Task description - In the discussion of evolution, how is selection pressure defined?

Text under study -
=== Begin Enclosure ===
So what was the selection pressure on the single celled life, a big scary bacteria or something, lol.
Seriously? selection pressure is
anything that threatens the production of viable offspring. Other creatures are only a small part of it.
I dont think evolution can even attempt to explain how a single celled organism could evolve into complex multi celled life.
You could start by learning about the topic. Try
Microbial Cooperation, and
How Single-cell Organisms Evolved into Multicellular Ones.
The amount of steps needed that require multiple components to happen at the same time is beyond evolution. Unless the required ability and info was there to begin with a random and blind process could find the right paths in billions of years.
The argument from incredulity is also an argument from ignorance - both are fallacious.
Besides I have read that more complex life wouldn't naturally be the logical path that simple life would follow anyway as complex life is more likely to be more vulnerable to evolutionary processes because it needs to maintain that optimum level of complexity.
Evolution doesn't do what's logical, just what works at the time.
Any mutations is a threat to keeping things the same.
A mutation isn't a threat to keeping things the same, it changes things
by definition. However, most mutations are neutral and a deleterious mutation quickly drops out of the gene pool, so it's not a threat to the population. Remember it's
populations that evolve, not individuals.
=== End Enclosure ===
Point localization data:
=== Begin Enclosure ===
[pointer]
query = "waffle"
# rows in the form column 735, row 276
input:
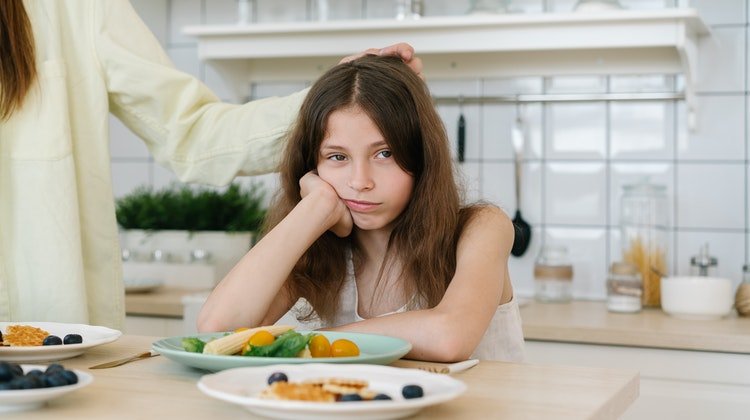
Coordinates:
column 24, row 335
column 318, row 390
column 296, row 391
=== End Enclosure ===
Solution for this problem - Selection pressure is anything that threatens the production of viable offspring.